== GIVEN PASSAGE ==
So all of that is why I've been meaning to add a sport coat to my travel kit ever since we left Kodiak on Pelagic.  And Alisa's citizenship ceremony finally gave me the excuse to do it.


Meanwhile, though, we've now got less than four weeks until we'd like to set sail for the season.  So I don't think the engineer will be wearing a sport coat again any time soon.

Saturday, November 24, 2012

Thanks


At first we didn't celebrate Thanksgiving in Australia - at the very most, we just went down to the beach wherever we happened to be and threw a few snags on the barbie.

But during our last visit to Tasmania we invited some North American friends over and did the holiday up.  Doing that, we discovered a certain expat delight in Thanksgiving Down Under.  Because the holiday isn't on the radar screen at all for Australians, sharing the meal with other Yanks (and Canadians) turns into a little moment of shared cultural understanding.

We had Thanksgiving on Galactic yesterday.  That's Alisa with a 2.5 kg turkey that she special-ordered from the local butcher.  She also made up 3 kilos of her famous mashed potatoes - turned out to be way too much.


Our friends John and Jenny and their son Rowan shared the meal with us.  Like all of the Galactics, they're dual US-Australian citizens.  Jenny made pumpkin pie.

And, just for some historical reference, here's a shot that I always liked - this is our first-ever Thanksgiving afloat, on Pelagic, as we were sailing down the Big Sur coast.

Tuesday, November 20, 2012

On Deadline

The chart table of Galactic yesterday.

It's November 20th here in the Antipodes.  We have one month until the last day of classes at Albuera Street Primary School, which will mark the end of this long season at the dock for Galactic.

Our plan is to set out to Port Davey, the jewel of Tasmania, the day after Elias finishes school.  And after Port Davey we'll be setting off across the Tasman Sea for New Zealand.  So that means that we're on deadline.  All of the improvements that we've planned for Galactic will either have to be done in the next month, or wait until another season.

I've been very gratified to meet sailors who have been at it much longer than we have who nonetheless find themselves in a complete scramble to get ready for each season.  That's certainly the situation that we're in; a very simple bit of extrapolation shows that the pace at which we have been crossing jobs off of our list will be inadequate for finishing them all before Port Davey.

== EXCERPTED RECORDS ==

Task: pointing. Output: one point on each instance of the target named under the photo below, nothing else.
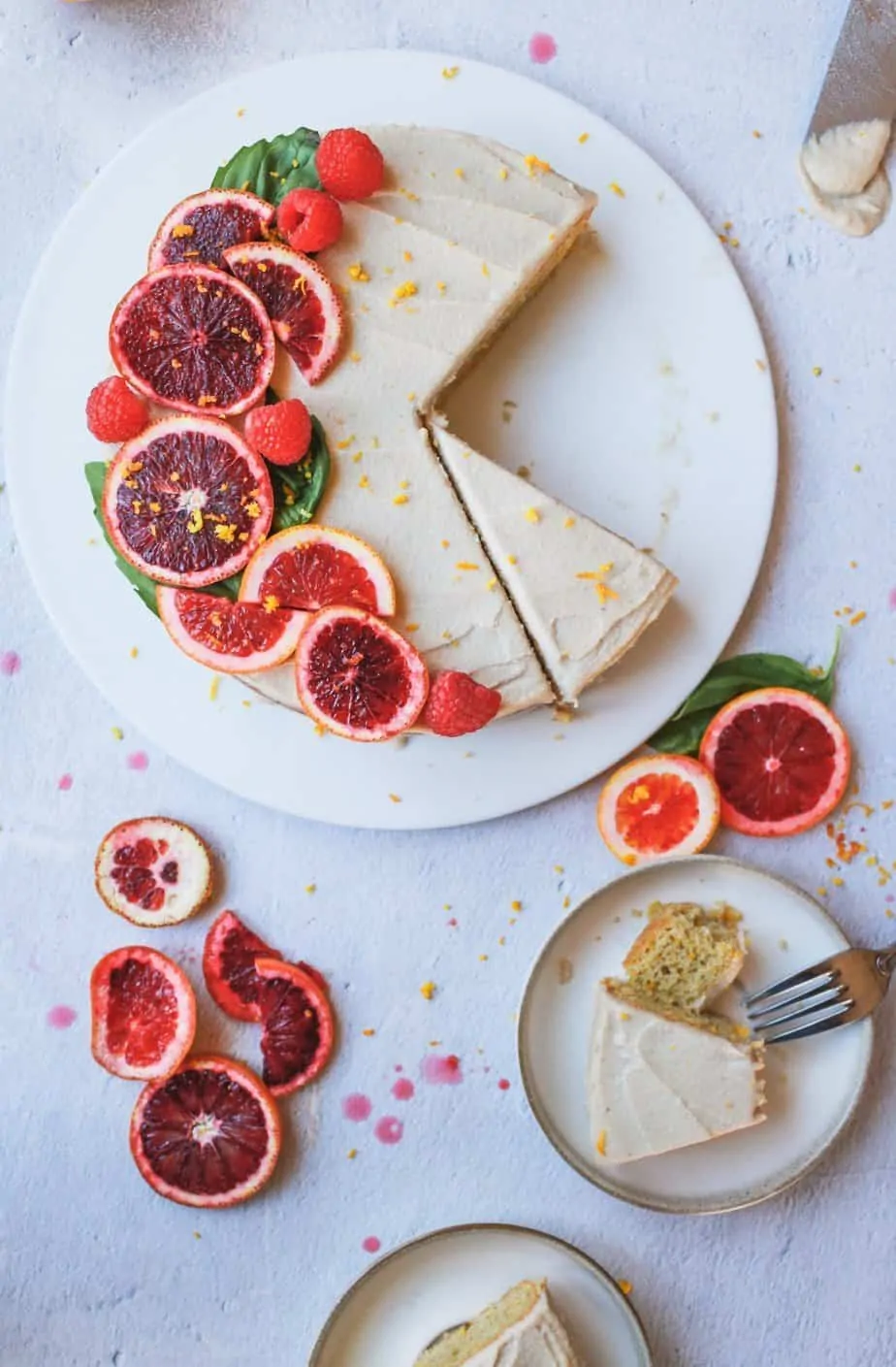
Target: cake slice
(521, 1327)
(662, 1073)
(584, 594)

==

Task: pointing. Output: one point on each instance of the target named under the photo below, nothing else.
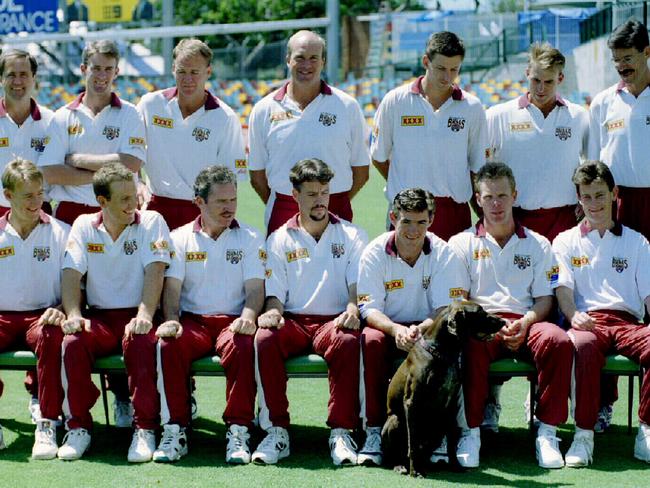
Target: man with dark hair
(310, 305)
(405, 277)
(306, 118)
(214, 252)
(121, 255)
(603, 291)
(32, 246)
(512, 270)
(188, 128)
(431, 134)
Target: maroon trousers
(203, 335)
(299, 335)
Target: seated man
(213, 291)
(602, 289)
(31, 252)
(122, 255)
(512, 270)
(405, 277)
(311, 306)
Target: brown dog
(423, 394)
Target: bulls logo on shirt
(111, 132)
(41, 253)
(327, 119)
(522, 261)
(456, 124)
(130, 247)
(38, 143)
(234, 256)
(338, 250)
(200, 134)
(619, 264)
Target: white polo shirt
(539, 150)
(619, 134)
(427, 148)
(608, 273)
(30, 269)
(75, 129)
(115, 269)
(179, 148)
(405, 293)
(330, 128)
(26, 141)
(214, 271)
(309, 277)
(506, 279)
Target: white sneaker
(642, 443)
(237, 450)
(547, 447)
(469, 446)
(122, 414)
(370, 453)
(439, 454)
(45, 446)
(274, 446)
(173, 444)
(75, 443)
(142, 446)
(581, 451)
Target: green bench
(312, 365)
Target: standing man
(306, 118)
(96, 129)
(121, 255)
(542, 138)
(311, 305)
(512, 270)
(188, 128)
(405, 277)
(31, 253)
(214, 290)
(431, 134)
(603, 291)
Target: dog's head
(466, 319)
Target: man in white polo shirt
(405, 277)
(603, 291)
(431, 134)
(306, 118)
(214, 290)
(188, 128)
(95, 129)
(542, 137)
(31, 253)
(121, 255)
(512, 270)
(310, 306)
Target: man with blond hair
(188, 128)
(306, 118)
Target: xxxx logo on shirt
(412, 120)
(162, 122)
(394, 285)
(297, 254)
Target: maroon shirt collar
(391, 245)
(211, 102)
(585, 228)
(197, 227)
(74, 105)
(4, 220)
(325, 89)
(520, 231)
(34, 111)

== TASK INSTRUCTIONS ==
1. Answer these questions using the sailing blog excerpt, with each answer marked by its matching letter:
(a) How heavy was the turkey Alisa special-ordered from the local butcher?
(b) Which place do the Galactics plan to set out to the day after Elias finishes school?
(c) Who made the pumpkin pie?
2. Rewrite the paragraph of the sailing blog excerpt that begins "Our plan is to set out to Port Davey" as a short bulleted list that keeps its main facts.
3. Continue the sailing blog excerpt from its final sentence.

== ANSWERS GIVEN ==
1.
(a) 2.5 kg
(b) Port Davey
(c) Jenny

2.
- The day after Elias finishes school, they plan to set out to Port Davey, the jewel of Tasmania.
- After Port Davey, they will cross the Tasman Sea to New Zealand.
- This puts them on deadline.
- All planned improvements to Galactic must be done in the next month or wait until another season.

3.
I think this perennial scramble to get ready just speaks to the impossibility of boats.  Especially if you've got a few other demands on your time, like raising a family, and earning a living, and enjoying the places that you sail to, and finding a bit of time to write about it all - keeping up with the the boat in the remaining time becomes too big an ask.  And so one of the tricks of the sailing life is realizing that your boat will never be completely ready, and you'll have to learn to recognize when things are ready enough, and just go sailing.

I think, too, that preparing the boat for a long trip, and then making that trip, draws on two very different sets of characteristics.  Right now, in prep mode, I have to channel my Inner Meticulous Engineer.  Later on, when we're heading out for New Zealand, or Vanuatu after that, I'll have to channel my Inner Wild-Haired Poet, that Bernard Moitessier part of my personality that revels in the vastness, and freedom, of the open ocean.

To successfully sail across oceans, you've got to be mentally ambidextrous, able to draw on each of those sets of characteristics.  The marinas of the world are full of engineering types who never managed to cut the docklines and head out over blue water.  And the waterfront bars of the world are full of poet types who never learned to tie a bowline, or bleed the air out of a fuel line.

  

Saturday, November 17, 2012

As Australian as...

Very big day for the Galactics yesterday.


Alisa became an Australian citizen.


A little background: I was born in Queensland, and my Dad is Australian.  Those two facts are enough to make me, and the boys, Australian citizens.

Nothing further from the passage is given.